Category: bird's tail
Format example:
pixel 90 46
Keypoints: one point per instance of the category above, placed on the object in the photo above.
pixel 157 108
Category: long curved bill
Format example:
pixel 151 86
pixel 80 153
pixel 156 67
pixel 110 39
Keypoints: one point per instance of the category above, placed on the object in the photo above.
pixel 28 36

▸ Description of the task: Return verbatim the portion of the records that begins with the line containing "Category: long curved bill" and continues through the end of the records, with both ends included.

▸ Solved problem:
Category: long curved bill
Format example:
pixel 151 86
pixel 80 153
pixel 156 67
pixel 110 39
Keypoints: one point per instance of the category above, placed on the object in the photo above.
pixel 28 36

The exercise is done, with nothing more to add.